> [Challenge]: Transcribe every one of the following items verbatim, reproducing each line without any change.
---
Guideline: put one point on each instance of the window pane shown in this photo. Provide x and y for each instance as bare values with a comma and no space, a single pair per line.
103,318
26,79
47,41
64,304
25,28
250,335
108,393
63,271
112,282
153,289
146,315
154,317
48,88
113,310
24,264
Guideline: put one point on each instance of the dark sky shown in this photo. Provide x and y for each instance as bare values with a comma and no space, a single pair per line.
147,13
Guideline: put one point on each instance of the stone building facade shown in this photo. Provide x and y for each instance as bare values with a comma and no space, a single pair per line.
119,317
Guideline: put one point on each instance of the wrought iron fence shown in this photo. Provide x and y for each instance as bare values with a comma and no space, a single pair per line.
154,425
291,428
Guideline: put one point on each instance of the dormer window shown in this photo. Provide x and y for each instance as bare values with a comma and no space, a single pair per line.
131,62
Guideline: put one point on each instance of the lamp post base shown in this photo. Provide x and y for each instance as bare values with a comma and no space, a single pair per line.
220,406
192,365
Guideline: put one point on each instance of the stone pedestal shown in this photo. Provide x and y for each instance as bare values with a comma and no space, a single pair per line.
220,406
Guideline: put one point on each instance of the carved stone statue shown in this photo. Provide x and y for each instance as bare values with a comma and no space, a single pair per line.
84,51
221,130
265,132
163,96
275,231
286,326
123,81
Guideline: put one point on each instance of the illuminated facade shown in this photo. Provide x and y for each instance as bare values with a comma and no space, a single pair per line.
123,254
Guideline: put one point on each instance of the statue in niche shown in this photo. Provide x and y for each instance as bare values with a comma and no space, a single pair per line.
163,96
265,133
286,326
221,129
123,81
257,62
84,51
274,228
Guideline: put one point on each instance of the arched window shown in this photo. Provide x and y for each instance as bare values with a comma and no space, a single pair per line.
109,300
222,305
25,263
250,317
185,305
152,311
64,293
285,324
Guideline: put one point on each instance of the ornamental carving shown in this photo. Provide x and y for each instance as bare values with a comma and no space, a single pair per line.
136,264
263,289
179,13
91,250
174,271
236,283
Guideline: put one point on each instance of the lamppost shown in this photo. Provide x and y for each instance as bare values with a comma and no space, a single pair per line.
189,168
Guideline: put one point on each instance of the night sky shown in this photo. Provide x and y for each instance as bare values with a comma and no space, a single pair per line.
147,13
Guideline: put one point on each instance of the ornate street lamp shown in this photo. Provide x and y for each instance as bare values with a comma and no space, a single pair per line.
---
> [Solution]:
Guideline: put one point on each instance of the window pane shown in this photo. Provide x and y for each instance as bare values with a comma and no space, a single pair per line.
103,318
26,79
47,41
64,304
25,28
250,335
108,393
63,271
112,282
153,289
146,315
154,317
48,88
113,310
24,264
Guideline: put one point on each instance of the dark sky shown in this photo. Provide x and y for each instance as bare values with a comma and no space, a single pair per line.
147,13
Guideline: put one point on each instance of the stone building facade shown in this photo. Provide x and y for each instance as bare values with a comma and no space, a single pair per line.
119,317
Guideline: put one point on each instance of the wrought iron fence shown in this photo. Provide x and y for each instance as bare values with a comma and no space, a single pair per line.
154,425
291,428
Guideline: put one point on each instance of the dormer window shown in this photo. Provide x and y for each instance as bare values with a comma and no space, a single pair per line.
131,62
Guideline: put one point on each instance of the lamp post base shown in this photo. Provide x and y for each instance as bare values with a comma and no space, a single pair per line.
220,406
192,365
Guideline: put one point on each instance of the stone pedestal shown in this photo. Provide x and y for each instance as bare values with a comma and no space, a single pair per line.
220,406
Guideline: put one point on each instance of the carved stone statue shown in this photo. Provide x and y for each instance as bare values with a comma and no space, a single pair per line.
84,51
221,130
265,132
163,96
275,231
286,326
123,81
Guideline: put one point on each instance of the illuminated facade shown in this photo. Provide x and y for each instance as bare values with a comma and no space, a single pair per line.
123,254
Guideline: put one point on each instance of the statue in niche shown in this photo. Provide x and y for each instance as bare values with a comma and no space, a single pair per line.
163,96
265,133
286,326
221,129
123,81
257,62
84,51
274,228
Guideline: put one point on each instance of the arched window shown in this photo. Provide x and y for each instance as bare values with a comma and no space, a single pair per line.
109,300
222,305
25,263
250,317
185,305
152,311
64,293
285,324
Guideline: put one point on each instance of the ornamental carving shown in this photo. Provide x and y for each instance as bare values with a comma and no space, a single pair per line.
136,264
263,289
179,13
91,250
174,271
236,283
Guideline: put one point on each instance of the lamppost shown in this photo. Provide x and y for each instance as bare values with a comma and no space, a single pair per line.
189,168
Guideline: put one point on each instance of the night sky shown in this photo. Provide x and y for each instance as bare values with a comma and no space, a single pair per line.
147,13
Guideline: put one point on each instance of the ornate street lamp shown in this photo. Provide x and y for each instance as bare values with a comma and no space, a single pair per line.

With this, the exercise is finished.